--- Work order ---
Write each line exactly as it stands, from the line containing "mark carousel roof | bbox" through the end of the data.

Phrase grounding data
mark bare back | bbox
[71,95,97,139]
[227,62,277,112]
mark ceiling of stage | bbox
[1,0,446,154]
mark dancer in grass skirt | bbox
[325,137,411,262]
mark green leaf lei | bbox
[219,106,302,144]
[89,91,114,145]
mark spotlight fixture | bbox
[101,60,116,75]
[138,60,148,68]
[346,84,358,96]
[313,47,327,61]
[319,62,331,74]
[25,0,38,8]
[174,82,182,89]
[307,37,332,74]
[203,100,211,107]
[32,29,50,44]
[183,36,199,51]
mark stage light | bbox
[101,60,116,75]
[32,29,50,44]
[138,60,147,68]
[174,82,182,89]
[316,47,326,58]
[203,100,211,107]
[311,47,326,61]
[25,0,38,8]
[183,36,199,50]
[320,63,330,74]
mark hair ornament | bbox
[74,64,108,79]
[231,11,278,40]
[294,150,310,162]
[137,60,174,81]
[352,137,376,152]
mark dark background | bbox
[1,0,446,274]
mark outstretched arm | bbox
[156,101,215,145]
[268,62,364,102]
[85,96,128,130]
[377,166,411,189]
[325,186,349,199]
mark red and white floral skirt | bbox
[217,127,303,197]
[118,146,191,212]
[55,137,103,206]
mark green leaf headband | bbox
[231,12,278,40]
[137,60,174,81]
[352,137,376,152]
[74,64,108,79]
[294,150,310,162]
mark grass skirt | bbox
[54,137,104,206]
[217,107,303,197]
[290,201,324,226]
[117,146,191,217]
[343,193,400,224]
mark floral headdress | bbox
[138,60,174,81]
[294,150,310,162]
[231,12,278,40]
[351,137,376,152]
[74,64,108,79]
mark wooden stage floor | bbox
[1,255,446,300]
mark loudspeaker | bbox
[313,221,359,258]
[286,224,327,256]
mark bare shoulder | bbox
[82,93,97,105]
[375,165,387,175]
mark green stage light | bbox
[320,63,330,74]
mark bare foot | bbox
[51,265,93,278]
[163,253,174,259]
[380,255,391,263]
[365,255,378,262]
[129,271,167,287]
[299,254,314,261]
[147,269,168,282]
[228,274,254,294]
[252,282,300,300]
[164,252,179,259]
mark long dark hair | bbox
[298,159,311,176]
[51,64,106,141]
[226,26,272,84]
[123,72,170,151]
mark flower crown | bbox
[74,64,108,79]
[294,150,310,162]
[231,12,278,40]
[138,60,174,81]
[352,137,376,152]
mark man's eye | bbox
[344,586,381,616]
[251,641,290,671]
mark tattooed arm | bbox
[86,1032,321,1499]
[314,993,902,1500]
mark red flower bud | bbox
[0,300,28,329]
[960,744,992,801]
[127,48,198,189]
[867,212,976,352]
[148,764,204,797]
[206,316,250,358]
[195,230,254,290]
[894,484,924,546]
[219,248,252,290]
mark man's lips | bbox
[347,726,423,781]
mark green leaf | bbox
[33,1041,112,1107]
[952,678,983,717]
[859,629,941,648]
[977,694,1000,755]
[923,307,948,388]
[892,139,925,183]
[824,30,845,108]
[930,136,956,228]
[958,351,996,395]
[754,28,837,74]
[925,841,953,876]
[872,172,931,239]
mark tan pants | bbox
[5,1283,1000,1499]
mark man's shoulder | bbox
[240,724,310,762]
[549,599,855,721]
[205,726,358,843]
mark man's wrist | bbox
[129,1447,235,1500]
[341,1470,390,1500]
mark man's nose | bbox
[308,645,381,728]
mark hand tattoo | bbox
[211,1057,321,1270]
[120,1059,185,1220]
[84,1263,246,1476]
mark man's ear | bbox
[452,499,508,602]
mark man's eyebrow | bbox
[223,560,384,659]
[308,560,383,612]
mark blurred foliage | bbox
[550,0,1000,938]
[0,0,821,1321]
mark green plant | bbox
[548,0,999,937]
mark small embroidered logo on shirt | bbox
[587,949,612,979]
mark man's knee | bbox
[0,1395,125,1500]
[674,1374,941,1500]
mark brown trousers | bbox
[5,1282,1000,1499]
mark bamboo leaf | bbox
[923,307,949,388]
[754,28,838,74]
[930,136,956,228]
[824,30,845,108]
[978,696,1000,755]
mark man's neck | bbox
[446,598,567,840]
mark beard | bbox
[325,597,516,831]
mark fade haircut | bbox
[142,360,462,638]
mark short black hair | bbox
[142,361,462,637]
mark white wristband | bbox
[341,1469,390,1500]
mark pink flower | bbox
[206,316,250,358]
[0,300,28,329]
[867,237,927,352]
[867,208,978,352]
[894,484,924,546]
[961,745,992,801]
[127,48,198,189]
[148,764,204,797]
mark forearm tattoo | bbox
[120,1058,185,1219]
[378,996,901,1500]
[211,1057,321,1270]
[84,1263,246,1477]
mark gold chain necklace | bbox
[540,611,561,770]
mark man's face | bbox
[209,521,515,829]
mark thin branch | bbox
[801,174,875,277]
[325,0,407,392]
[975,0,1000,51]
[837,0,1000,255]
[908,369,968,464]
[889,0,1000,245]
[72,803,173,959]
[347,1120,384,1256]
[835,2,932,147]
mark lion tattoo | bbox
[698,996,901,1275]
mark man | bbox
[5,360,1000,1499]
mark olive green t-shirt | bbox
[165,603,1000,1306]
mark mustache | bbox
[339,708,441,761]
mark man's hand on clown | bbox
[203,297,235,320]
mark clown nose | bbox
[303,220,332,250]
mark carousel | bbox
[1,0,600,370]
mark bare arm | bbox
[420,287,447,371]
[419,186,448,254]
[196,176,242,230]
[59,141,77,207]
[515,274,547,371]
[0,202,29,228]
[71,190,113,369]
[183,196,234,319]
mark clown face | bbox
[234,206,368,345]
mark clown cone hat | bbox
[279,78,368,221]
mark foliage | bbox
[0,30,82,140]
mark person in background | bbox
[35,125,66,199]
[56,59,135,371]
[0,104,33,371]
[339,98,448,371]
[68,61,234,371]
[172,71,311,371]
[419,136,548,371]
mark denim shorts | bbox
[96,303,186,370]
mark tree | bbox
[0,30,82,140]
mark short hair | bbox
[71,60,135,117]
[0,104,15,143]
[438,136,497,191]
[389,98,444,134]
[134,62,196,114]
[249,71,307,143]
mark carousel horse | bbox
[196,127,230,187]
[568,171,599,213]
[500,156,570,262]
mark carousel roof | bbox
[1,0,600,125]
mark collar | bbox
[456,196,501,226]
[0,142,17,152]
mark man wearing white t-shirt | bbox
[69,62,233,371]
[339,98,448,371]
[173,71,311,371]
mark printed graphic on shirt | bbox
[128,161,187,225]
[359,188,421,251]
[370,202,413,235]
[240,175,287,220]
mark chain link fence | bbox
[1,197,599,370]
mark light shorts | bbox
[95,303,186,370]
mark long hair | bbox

--- Response below ---
mark carousel roof | bbox
[1,0,600,125]
mark collar | bbox
[456,196,501,226]
[0,142,17,152]
mark man wearing white t-shirt | bbox
[69,62,233,371]
[339,98,448,371]
[173,71,311,371]
mark printed graphic on shirt | bbox
[128,161,187,225]
[359,188,421,251]
[370,202,413,235]
[240,175,287,220]
mark chain link fence | bbox
[1,197,599,370]
mark light shorts | bbox
[95,303,186,370]
mark long hair | bbox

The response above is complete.